Material for this task -
=== Begin Enclosure ===

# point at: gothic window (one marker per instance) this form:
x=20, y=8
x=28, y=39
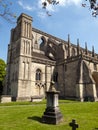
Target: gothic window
x=38, y=74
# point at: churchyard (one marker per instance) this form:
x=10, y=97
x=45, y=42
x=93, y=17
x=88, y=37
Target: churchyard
x=27, y=115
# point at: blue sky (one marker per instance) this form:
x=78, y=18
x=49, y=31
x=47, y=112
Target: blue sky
x=69, y=17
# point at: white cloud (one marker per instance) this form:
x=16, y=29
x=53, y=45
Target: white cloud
x=42, y=15
x=62, y=3
x=25, y=6
x=69, y=2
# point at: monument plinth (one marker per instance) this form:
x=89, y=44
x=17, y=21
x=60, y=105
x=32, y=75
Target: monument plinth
x=52, y=114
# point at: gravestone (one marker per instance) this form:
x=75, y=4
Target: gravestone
x=52, y=114
x=74, y=125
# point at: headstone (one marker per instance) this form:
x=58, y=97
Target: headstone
x=52, y=114
x=73, y=124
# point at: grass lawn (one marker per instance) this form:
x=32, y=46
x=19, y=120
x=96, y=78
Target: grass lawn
x=27, y=116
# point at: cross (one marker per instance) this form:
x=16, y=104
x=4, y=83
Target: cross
x=73, y=125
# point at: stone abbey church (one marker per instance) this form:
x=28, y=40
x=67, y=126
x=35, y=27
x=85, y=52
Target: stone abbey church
x=36, y=58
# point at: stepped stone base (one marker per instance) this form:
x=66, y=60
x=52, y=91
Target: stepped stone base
x=52, y=116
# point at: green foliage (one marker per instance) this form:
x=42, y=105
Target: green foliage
x=28, y=116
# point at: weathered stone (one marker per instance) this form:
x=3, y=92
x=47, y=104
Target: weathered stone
x=52, y=114
x=35, y=58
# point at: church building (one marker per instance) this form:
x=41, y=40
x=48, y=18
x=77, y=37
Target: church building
x=36, y=58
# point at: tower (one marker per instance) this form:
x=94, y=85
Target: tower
x=19, y=59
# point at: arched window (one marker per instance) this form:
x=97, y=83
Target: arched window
x=38, y=74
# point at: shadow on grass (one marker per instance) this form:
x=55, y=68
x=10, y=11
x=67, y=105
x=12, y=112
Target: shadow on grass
x=36, y=118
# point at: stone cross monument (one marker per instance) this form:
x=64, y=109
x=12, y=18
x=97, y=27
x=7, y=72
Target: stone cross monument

=== End Enclosure ===

Problem statement - Your answer must be the line containing "# point at: shadow" and each line after it in the listing above, copied exactly.

Output of the task -
# point at: shadow on grass (one marker per instance) this form:
x=55, y=68
x=10, y=11
x=67, y=105
x=12, y=112
Target: shadow on grass
x=36, y=118
# point at: stone cross monument (one marker per instance) this form:
x=64, y=109
x=12, y=18
x=97, y=27
x=7, y=72
Target: stone cross monument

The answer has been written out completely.